- **Extracted records**:

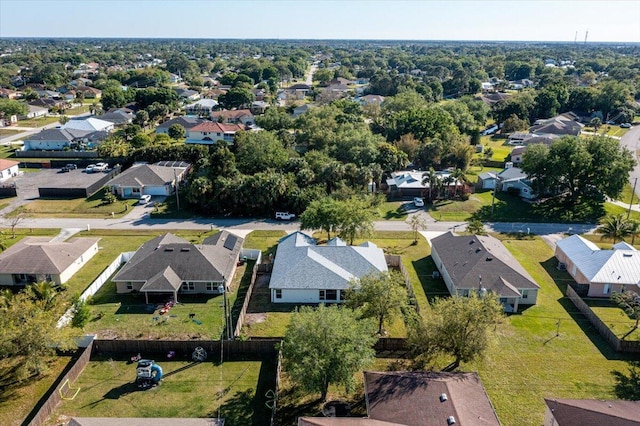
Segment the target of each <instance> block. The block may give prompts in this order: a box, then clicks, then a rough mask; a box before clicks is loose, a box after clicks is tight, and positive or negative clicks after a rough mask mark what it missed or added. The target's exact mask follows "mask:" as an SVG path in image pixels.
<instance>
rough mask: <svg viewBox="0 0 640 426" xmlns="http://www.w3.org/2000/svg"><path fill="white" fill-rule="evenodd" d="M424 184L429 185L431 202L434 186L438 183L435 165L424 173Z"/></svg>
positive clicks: (425, 184)
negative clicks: (426, 171)
mask: <svg viewBox="0 0 640 426" xmlns="http://www.w3.org/2000/svg"><path fill="white" fill-rule="evenodd" d="M422 185H429V202H431V201H432V200H433V197H432V196H431V195H432V190H433V187H434V186H436V185H438V175H437V174H436V171H435V170H434V169H433V167H429V171H428V172H424V173H423V174H422Z"/></svg>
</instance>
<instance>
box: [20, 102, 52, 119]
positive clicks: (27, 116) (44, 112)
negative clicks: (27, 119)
mask: <svg viewBox="0 0 640 426" xmlns="http://www.w3.org/2000/svg"><path fill="white" fill-rule="evenodd" d="M27 107H28V108H29V111H28V112H27V115H25V116H23V117H21V118H26V119H31V118H38V117H44V116H45V115H47V114H48V113H49V108H45V107H41V106H37V105H27Z"/></svg>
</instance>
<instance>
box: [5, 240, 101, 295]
mask: <svg viewBox="0 0 640 426" xmlns="http://www.w3.org/2000/svg"><path fill="white" fill-rule="evenodd" d="M99 240H100V239H99V238H72V239H70V240H68V241H64V242H62V241H53V240H51V238H47V237H27V238H24V239H22V240H21V241H19V242H17V243H16V244H14V245H13V246H11V247H9V248H8V249H7V250H5V251H4V252H2V253H0V285H4V286H21V285H22V286H23V285H26V284H30V283H36V282H40V281H49V282H53V283H55V284H57V285H60V284H64V283H66V282H67V281H68V280H69V279H70V278H71V277H72V276H73V274H75V273H76V272H78V270H80V268H82V266H84V264H86V263H87V262H88V261H89V259H91V258H92V257H93V256H94V255H95V254H96V253H98V241H99Z"/></svg>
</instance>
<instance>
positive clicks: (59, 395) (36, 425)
mask: <svg viewBox="0 0 640 426" xmlns="http://www.w3.org/2000/svg"><path fill="white" fill-rule="evenodd" d="M87 339H88V340H89V342H88V344H87V345H86V347H85V348H84V349H82V352H81V353H80V356H79V357H78V359H77V360H76V361H75V363H74V364H73V365H72V366H71V367H70V368H69V369H68V370H67V372H66V373H65V374H63V375H62V376H60V377H58V379H57V380H56V381H55V382H54V383H53V385H51V387H50V388H49V390H48V391H47V393H46V394H45V395H44V396H43V397H42V399H41V400H40V402H39V403H38V404H37V405H36V406H35V407H34V409H33V410H32V411H31V413H29V415H28V416H27V418H26V419H25V420H24V422H23V424H28V425H30V426H39V425H42V424H44V423H45V421H46V420H47V419H48V418H49V416H50V415H51V413H53V411H54V410H55V409H56V407H57V406H58V404H59V403H60V401H62V398H63V397H66V396H65V395H64V393H65V390H64V389H62V388H63V387H65V385H66V384H67V383H69V384H72V383H73V382H75V381H76V379H77V378H78V376H80V374H81V373H82V371H83V370H84V368H85V367H86V366H87V364H88V363H89V361H90V360H91V351H92V348H93V336H90V337H87Z"/></svg>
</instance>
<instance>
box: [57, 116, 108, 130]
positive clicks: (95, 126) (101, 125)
mask: <svg viewBox="0 0 640 426" xmlns="http://www.w3.org/2000/svg"><path fill="white" fill-rule="evenodd" d="M113 127H114V125H113V123H112V122H111V121H107V120H100V119H98V118H95V117H89V118H79V119H72V120H69V121H67V123H66V124H65V125H63V126H62V128H63V129H73V130H82V131H85V132H110V131H112V130H113Z"/></svg>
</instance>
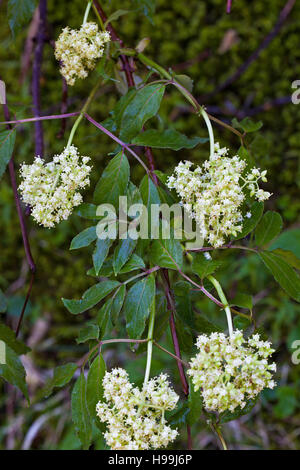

- **Problem details**:
Please find each line in the data above that contains the word "negative", and copy those lines out in full.

- **Exercise response**:
Segment the target of each <instance> block. The block may give prompts in this order: a box, then clicks, then a rough mask; a box before clicks is loose, a box after clicks is tight, and positive or negative clicks after a rough mask mark what it missed or added. The target's exact mask follows "mask:" as an SVG path in image pixels.
negative clicks: (426, 171)
negative clicks: (27, 119)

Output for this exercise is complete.